▶ _The data_:

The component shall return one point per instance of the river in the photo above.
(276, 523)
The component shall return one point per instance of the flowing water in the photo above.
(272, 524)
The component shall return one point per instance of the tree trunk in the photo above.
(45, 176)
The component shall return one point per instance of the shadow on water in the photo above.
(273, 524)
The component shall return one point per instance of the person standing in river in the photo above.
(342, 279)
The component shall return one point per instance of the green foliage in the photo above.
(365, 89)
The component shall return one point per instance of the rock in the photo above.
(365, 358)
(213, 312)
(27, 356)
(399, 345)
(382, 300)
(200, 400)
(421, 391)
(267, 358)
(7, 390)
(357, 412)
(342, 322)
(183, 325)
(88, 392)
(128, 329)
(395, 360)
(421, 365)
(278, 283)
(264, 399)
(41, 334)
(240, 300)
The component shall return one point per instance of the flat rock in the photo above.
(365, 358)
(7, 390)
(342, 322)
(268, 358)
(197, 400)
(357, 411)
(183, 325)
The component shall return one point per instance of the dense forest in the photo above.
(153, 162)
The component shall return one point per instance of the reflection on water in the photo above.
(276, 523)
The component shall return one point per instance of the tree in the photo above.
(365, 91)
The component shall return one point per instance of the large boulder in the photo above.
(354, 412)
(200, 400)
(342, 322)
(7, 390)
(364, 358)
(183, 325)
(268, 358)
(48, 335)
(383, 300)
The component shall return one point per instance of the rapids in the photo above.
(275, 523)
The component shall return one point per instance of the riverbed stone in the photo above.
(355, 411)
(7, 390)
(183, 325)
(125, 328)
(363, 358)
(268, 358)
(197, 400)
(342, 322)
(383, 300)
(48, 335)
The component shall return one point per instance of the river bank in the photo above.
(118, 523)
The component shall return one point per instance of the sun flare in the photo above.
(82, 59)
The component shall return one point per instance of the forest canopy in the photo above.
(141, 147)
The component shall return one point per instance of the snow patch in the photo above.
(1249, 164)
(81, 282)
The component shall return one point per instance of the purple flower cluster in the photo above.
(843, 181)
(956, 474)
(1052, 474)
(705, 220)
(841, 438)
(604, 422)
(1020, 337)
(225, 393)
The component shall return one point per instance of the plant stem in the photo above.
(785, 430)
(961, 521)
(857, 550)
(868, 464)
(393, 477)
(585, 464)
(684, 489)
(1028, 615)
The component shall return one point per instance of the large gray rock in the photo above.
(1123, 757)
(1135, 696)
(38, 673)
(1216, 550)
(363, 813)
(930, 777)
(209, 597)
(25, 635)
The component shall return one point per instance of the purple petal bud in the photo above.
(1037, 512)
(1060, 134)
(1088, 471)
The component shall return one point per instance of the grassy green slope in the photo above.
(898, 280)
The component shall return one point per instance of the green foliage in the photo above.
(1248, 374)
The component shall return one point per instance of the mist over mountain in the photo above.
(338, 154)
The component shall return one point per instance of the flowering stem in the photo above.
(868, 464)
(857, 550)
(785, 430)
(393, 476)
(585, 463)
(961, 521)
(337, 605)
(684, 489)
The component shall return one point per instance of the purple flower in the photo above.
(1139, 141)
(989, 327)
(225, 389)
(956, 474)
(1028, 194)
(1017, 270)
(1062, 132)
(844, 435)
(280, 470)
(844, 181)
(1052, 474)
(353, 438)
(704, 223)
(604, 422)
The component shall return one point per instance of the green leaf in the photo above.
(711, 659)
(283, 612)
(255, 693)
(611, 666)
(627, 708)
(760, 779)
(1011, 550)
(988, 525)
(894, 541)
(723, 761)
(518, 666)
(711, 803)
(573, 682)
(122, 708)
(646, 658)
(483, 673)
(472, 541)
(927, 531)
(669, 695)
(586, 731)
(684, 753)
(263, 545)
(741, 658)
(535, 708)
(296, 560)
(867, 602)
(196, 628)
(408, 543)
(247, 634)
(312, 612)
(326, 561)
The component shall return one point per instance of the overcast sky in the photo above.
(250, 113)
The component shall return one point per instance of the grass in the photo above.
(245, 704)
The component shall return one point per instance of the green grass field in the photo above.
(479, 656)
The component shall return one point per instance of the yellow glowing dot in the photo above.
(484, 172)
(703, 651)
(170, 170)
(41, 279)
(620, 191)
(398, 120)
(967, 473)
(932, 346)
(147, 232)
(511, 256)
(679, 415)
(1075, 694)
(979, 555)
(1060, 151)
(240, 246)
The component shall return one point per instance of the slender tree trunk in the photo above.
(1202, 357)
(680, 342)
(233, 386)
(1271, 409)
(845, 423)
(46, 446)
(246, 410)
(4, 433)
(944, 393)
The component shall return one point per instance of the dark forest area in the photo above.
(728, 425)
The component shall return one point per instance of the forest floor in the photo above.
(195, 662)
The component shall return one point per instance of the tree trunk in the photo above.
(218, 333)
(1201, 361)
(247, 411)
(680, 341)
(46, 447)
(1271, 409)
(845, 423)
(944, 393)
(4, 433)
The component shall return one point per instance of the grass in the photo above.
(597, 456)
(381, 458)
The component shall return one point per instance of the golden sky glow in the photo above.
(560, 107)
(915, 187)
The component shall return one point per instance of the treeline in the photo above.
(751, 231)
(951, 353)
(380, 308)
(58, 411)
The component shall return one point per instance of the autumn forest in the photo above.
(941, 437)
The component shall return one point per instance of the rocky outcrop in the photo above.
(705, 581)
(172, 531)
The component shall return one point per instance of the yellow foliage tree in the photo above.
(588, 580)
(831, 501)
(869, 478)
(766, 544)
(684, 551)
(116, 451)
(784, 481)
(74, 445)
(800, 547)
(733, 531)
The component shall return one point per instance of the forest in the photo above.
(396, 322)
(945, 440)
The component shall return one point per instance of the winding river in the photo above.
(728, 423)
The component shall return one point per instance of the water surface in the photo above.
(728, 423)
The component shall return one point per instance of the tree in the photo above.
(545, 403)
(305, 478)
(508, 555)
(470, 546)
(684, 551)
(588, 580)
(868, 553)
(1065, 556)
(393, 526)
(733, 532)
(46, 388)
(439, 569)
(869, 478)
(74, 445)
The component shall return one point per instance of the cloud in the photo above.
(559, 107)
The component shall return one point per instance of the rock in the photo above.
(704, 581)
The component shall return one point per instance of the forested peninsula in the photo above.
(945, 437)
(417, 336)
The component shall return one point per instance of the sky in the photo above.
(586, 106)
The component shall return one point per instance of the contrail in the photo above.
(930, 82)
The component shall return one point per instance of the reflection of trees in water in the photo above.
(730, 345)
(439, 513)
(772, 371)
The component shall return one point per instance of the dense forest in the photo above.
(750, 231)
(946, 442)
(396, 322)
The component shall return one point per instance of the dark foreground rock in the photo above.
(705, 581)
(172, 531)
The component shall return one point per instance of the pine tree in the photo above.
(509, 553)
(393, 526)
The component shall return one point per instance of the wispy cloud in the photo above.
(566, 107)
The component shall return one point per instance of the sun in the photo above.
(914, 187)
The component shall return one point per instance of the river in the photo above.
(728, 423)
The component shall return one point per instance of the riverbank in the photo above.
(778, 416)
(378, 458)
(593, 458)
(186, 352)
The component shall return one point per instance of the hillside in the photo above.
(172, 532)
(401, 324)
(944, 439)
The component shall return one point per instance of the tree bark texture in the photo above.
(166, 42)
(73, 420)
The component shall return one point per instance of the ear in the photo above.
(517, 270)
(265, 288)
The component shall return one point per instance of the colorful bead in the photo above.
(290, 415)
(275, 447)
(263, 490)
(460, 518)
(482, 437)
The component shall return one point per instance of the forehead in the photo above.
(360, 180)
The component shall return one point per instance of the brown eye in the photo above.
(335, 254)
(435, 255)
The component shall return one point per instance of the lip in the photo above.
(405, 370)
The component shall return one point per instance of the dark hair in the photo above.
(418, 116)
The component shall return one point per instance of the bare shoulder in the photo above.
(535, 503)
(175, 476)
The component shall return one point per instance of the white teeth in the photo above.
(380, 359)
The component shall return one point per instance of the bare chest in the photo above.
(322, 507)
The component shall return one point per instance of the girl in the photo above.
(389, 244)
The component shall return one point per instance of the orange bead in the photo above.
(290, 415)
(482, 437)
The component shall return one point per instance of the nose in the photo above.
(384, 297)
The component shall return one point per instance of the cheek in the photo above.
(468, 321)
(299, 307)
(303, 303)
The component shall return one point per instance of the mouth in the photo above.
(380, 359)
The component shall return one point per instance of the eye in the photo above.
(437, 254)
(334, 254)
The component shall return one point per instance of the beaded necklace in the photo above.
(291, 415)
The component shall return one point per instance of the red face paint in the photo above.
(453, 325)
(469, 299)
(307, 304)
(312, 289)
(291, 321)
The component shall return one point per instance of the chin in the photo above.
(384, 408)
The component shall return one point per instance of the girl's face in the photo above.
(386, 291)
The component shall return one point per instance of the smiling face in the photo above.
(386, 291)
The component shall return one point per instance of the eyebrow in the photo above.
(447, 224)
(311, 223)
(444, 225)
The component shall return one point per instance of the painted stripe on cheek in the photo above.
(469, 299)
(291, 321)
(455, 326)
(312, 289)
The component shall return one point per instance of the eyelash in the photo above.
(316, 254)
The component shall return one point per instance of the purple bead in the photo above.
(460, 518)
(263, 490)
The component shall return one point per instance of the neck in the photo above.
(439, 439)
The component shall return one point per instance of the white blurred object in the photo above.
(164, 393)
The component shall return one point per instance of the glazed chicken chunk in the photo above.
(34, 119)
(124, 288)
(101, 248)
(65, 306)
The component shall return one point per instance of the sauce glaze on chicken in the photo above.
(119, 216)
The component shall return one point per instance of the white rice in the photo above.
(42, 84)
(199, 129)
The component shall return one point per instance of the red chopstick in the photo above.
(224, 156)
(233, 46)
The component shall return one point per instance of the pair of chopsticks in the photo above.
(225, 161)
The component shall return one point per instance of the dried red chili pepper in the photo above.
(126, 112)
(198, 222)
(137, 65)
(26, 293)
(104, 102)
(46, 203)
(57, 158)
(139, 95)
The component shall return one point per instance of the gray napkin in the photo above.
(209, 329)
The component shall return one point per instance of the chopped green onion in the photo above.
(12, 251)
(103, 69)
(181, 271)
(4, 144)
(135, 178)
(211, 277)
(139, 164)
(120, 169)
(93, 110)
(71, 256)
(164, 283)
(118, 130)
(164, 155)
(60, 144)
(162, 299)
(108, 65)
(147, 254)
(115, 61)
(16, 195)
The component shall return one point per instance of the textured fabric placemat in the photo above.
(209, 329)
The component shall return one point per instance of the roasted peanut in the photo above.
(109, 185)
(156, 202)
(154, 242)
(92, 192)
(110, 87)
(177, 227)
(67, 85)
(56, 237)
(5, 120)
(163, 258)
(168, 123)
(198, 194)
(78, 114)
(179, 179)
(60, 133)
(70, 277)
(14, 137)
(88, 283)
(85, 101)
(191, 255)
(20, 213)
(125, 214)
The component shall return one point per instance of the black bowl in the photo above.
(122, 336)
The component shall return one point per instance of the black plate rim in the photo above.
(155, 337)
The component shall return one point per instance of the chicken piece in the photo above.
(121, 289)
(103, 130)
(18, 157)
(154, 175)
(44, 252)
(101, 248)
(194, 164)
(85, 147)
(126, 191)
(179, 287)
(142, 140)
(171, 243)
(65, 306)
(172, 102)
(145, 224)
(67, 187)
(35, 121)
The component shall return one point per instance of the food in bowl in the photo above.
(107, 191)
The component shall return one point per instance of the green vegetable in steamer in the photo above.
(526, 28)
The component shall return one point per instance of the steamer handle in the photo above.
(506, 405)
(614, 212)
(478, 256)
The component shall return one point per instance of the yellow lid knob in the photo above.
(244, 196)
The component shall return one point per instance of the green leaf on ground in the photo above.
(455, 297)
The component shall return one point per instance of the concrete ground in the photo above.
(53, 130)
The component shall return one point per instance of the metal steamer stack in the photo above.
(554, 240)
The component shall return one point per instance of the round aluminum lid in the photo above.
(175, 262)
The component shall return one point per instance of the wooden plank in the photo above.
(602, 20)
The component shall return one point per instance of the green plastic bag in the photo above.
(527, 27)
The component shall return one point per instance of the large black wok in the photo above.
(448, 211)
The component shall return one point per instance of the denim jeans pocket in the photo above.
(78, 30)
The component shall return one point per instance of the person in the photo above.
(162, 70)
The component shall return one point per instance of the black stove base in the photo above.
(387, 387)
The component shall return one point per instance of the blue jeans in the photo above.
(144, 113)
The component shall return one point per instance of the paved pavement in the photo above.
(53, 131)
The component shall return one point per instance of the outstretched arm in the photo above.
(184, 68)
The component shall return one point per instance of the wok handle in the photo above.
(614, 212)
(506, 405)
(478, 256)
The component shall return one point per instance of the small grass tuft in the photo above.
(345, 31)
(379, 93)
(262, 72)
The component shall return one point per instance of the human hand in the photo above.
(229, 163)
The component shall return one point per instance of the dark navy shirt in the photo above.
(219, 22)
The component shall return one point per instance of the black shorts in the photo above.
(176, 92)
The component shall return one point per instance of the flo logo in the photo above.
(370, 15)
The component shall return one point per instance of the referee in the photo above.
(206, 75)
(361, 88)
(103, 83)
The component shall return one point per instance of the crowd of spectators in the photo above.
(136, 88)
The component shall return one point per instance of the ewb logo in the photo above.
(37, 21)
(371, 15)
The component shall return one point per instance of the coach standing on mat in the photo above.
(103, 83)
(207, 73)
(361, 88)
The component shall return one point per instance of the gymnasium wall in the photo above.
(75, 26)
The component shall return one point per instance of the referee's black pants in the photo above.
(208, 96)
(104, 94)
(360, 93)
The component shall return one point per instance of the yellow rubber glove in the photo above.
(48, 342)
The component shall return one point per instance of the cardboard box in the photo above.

▶ _Task goal_: Starting with the line that holds "pants in the photo above.", copy each remaining line of the listing above exactly, through the last one.

▶ _Solution_:
The component shall return one point per instance of the referee's black pants in the photo above.
(208, 96)
(104, 94)
(360, 93)
The component shall return one point per instance of the yellow rubber glove in the photo above.
(48, 342)
The component shall return one point per instance of the cardboard box in the photo above.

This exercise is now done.